Try it ▸
Give every line of the material again, exactly as written.

- - - -

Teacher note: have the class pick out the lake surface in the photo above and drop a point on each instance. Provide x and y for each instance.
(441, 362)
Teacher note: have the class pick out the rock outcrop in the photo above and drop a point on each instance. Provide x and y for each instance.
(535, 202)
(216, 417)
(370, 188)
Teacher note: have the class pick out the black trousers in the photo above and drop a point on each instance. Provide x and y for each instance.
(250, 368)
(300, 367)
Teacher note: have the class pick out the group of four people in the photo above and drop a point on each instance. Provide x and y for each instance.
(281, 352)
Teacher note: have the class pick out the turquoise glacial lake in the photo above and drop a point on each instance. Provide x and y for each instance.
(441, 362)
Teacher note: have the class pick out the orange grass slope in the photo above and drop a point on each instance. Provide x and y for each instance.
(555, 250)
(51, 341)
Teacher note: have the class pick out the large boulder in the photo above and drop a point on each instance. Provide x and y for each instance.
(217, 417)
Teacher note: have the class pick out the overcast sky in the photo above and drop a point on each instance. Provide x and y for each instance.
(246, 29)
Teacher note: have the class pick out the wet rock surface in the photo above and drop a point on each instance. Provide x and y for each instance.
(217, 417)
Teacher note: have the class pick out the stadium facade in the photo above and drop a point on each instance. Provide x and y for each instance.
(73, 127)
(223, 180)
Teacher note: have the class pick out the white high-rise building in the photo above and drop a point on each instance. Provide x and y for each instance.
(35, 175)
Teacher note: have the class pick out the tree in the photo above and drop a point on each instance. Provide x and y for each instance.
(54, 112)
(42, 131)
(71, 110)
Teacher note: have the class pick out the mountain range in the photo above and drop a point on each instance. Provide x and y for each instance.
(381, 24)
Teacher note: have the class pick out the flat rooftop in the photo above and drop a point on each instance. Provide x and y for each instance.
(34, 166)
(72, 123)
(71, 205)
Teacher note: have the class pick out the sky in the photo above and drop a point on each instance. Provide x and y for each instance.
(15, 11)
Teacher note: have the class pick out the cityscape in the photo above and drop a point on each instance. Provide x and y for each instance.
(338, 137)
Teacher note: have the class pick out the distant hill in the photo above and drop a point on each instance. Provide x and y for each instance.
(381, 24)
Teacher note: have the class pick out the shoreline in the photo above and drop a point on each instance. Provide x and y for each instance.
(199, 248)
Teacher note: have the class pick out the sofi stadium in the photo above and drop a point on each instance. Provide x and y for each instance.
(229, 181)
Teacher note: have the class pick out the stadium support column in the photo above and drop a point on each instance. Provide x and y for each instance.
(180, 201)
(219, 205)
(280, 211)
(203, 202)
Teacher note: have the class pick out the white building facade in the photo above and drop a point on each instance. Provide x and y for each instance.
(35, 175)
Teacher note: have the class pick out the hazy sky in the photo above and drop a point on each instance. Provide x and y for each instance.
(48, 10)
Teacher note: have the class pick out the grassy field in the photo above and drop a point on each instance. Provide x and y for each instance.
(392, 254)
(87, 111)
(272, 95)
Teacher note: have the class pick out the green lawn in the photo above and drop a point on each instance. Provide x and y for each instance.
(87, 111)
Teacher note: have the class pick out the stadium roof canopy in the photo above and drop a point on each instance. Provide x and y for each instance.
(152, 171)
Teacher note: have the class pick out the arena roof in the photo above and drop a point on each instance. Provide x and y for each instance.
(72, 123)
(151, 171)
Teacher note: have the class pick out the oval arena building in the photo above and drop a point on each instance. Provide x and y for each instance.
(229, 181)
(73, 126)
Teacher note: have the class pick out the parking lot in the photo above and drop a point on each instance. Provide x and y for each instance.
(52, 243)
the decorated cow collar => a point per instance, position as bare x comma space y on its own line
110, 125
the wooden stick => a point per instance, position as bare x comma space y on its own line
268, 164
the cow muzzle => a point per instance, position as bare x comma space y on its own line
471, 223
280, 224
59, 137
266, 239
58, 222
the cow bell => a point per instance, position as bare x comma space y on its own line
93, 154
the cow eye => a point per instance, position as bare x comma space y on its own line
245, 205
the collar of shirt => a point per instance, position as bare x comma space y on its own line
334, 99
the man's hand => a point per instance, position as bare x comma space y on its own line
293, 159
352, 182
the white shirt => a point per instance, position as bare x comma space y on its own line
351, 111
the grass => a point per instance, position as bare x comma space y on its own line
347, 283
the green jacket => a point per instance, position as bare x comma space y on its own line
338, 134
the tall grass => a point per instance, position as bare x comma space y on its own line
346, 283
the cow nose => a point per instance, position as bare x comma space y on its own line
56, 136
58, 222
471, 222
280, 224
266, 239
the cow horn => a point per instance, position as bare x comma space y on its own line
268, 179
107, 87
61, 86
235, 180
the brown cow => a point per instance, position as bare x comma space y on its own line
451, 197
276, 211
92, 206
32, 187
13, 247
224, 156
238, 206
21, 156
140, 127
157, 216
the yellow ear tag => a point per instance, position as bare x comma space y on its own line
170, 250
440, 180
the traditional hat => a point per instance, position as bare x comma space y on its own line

- - - -

Your solution ▸
Teacher note: have the class pick out the lake surface in the photo above and drop a point on each instance. Provide x and y for each instance.
(441, 362)
Teacher note: have the class pick out the rock outcrop in the photo above and drop a point on each instance. Provide x and y for each instance.
(535, 202)
(216, 417)
(370, 188)
Teacher note: have the class pick out the black trousers in the photo above and drop a point on each instance. Provide x and y for each instance.
(250, 368)
(300, 367)
Teacher note: have the class pick out the group of four people in the photo above and drop a point on each instance. Provide x and y for each instance.
(281, 352)
Teacher note: have the class pick out the turquoise glacial lake in the photo above and drop a point on each instance. Provide x and y for each instance.
(441, 362)
Teacher note: have the class pick out the orange grass slope in the photo above and drop a point on each instance. Provide x and y for each instance.
(555, 250)
(51, 341)
Teacher note: have the class pick out the large boulder in the photo above and drop a point on each instance. Provide x and y for each instance.
(217, 417)
Teacher note: have the class pick out the overcast sky in the photo above and drop a point on each instance. Provide x and y for each instance.
(246, 29)
Teacher note: have the class pick out the wet rock surface in the photo above and drop a point on each instance. Provide x and y for each instance.
(217, 417)
Teacher note: have the class pick out the stadium facade in the photo above and drop a point on each instance. Provide x and y for each instance.
(73, 127)
(223, 180)
Teacher note: have the class pick out the white high-rise building in the photo above and drop a point on each instance. Provide x and y for each instance.
(35, 175)
Teacher note: have the class pick out the tree in the photo above and drop a point on each instance. Provide x and y for each instance.
(54, 112)
(42, 131)
(71, 110)
Teacher note: have the class pick out the mountain range in the photo above and drop a point on each instance. Provide x and y for each instance.
(381, 24)
Teacher note: have the class pick out the flat rooftop in the photo above and drop a point on each instance. Provide x and y for each instance.
(34, 166)
(72, 123)
(71, 205)
Teacher note: have the class pick out the sky in the photo above and drop a point on each instance. Provide x and y for each instance.
(15, 11)
Teacher note: have the class pick out the cityscape in the photo above and drop a point on each instance. Provide x and y for each instance.
(338, 137)
Teacher note: have the class pick out the distant hill in the photo above and drop a point on each instance. Provide x and y for each instance.
(381, 24)
Teacher note: have the class pick out the shoreline in the photo above and drop a point on each instance. Provide x and y for each instance.
(199, 248)
Teacher note: have the class pick out the sofi stadium in the photo above and drop a point on each instance. Provide x and y for each instance.
(229, 181)
Teacher note: have the class pick out the stadium support column in the photo above and drop a point on each instance. Provide x and y for each instance.
(180, 201)
(219, 205)
(280, 211)
(203, 202)
Teacher note: have the class pick out the white building facade in the photo above and drop a point on each instance. Provide x and y for each instance.
(35, 175)
Teacher note: have the class pick out the hazy sky in the photo above and drop a point on each instance. Provide x and y for each instance.
(48, 10)
Teacher note: have the class pick out the grassy field in the photo above and drop a point on each instance. Provide x and y for each instance.
(392, 254)
(87, 111)
(272, 95)
Teacher note: have the class pick out the green lawn in the photo above and drop a point on each instance. Provide x and y for each instance.
(87, 111)
Teacher note: have the class pick out the stadium roof canopy in the photo above and drop a point on each instance. Provide x and y for each instance.
(152, 171)
Teacher note: have the class pick out the arena roof in the photo above and drop a point on each instance. Provide x and y for each instance.
(72, 123)
(151, 171)
Teacher note: have the class pick out the oval arena building in the photo above and drop a point on each instance. Provide x and y for each instance.
(229, 181)
(73, 126)
Teacher note: have the class pick out the parking lot in the photo above and drop a point on each instance. Provide x and y for each instance.
(52, 243)
the decorated cow collar => a point per instance, position as bare x comma space y on its own line
110, 125
the wooden stick => a point per instance, position as bare x comma space y on its own line
268, 164
the cow muzzle => a point per instance, position as bare x comma space y on its own line
471, 223
280, 224
59, 137
266, 239
58, 222
the cow bell => a point per instance, position as bare x comma space y on its own line
93, 154
the cow eye => a point per instance, position as bare x comma space y on its own line
245, 205
the collar of shirt => a point per instance, position as bare x comma space y on its own line
334, 99
the man's hand => a point per instance, position as bare x comma space y on its own line
293, 159
352, 182
the white shirt => a point per instance, position as bare x comma space y on its own line
351, 111
the grass => a point per instance, position as bare x comma space y on its own line
347, 283
the green jacket => a point per instance, position as bare x comma space y on its own line
338, 134
the tall grass => a point per instance, position as bare x comma space y on its own line
346, 283
the cow nose => a point per instance, position as bare x comma space y on its own line
56, 136
58, 222
471, 222
280, 224
266, 239
the cow horn => a point per instance, position as bare x comma space y on its own line
268, 179
107, 87
61, 86
235, 180
the brown cow => a point per instance, position as bare x comma space y on its own line
451, 197
276, 211
92, 206
32, 187
13, 247
224, 156
238, 206
21, 156
140, 127
157, 216
the yellow ear tag => a point per instance, position as bare x comma space y on its own line
170, 250
440, 180
the traditional hat => a point per instance, position as bare x comma space y on its own line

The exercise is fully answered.